## GOAL OF THE EXERCISE:
Can you write out all of the lines below, word for word?

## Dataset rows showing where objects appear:
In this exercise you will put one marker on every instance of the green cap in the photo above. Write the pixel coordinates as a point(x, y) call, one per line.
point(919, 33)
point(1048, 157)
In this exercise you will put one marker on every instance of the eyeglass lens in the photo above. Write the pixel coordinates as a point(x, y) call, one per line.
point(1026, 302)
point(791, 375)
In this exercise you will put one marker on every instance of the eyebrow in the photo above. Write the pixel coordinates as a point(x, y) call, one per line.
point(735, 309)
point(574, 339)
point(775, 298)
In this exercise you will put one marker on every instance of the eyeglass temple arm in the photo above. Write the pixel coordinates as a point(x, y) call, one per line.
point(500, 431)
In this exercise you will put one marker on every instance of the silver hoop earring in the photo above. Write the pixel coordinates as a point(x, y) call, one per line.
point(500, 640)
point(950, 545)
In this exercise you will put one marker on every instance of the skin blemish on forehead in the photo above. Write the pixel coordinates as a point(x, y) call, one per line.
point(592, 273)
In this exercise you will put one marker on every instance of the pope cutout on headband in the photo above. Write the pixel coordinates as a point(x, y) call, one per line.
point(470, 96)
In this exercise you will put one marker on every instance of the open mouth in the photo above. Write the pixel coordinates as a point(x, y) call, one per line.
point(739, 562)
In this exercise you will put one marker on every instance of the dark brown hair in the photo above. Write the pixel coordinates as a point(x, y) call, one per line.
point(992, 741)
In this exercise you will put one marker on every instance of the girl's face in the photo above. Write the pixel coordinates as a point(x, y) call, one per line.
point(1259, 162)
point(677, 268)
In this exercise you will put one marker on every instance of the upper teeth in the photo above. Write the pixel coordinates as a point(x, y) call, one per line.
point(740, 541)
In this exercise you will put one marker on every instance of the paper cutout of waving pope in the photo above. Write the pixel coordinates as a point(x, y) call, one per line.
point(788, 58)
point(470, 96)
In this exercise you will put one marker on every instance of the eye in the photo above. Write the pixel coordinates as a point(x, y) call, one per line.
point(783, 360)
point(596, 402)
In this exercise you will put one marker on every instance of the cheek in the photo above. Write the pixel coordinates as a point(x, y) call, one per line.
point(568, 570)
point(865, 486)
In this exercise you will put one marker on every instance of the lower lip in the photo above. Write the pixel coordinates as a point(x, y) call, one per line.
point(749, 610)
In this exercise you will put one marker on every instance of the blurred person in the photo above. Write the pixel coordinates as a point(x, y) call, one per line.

## RESULT FOR THIS TASK:
In this exercise you will put one marker on every instance of the green cap in the photo above. Write the pixel coordinates as a point(x, y) call, one per line.
point(919, 33)
point(1048, 157)
In this exercise you will put one marker on every instance of the eyeglass lens in the photo above. Write the pixel coordinates as a point(x, y) call, one per line.
point(1026, 302)
point(791, 375)
In this exercise you will put one marker on every instance of the eyebrow in the photo above. Write the pixel coordinates as a point(x, y) call, one per line.
point(735, 309)
point(574, 339)
point(775, 298)
In this exercise you will put one marker on every instance of the eyeglass temple arm in the photo above. Write the pixel coordinates as a point(x, y) call, one per line.
point(500, 431)
In this exercise you will put one marker on every instance of the silver hoop earring in the photo above. Write the pixel coordinates as a point(x, y) call, one per line.
point(500, 640)
point(950, 545)
In this exercise you will put one marker on every instance of the skin blemish on forehead in the photo above. Write the pixel coordinates as a point(x, y) call, one per line.
point(592, 273)
In this exercise you will put one marker on every instance of the pope cutout on headband in the photo above. Write the pixel coordinates as a point(x, y) call, one per line.
point(470, 96)
In this exercise you will put one marker on every instance of the open mouth in the photo above. Write the pixel coordinates as a point(x, y) call, one per line.
point(739, 562)
In this exercise you will put one marker on every instance of the dark brown hair in the photo above. Write the pixel coordinates as a point(x, y) call, one per line.
point(992, 741)
In this exercise you will put one marker on every instance of the girl's face in the photo above. Write the pixel coordinates as a point(x, y) call, one per line.
point(1259, 162)
point(677, 268)
In this exercise you will put one marker on every instance of the upper teeth in the photo above. Write the pixel coordinates as a point(x, y) call, one per line.
point(740, 541)
In this exercise you will put one marker on every instance of the paper cutout of waving pope in the photo above. Write the pixel coordinates as a point(x, y) call, one per line.
point(788, 58)
point(470, 96)
In this exercise you will put one marker on every instance of the eye in the photo above. Write the pixel coordinates as a point(x, y) call, one per line.
point(783, 360)
point(596, 402)
In this exercise you will put one marker on every instance of the cheek in the photo above. Write the pixel coordinates as a point(x, y) call, one per line.
point(568, 570)
point(865, 486)
In this exercise you will put one marker on every instance of the lower lip in the photo above. Write the pixel coordinates as a point(x, y) call, one per line.
point(749, 610)
In this exercise you will put one marker on every instance of the blurred person in the photo above. Write the pixel coordinates as a point(x, y) call, one per line.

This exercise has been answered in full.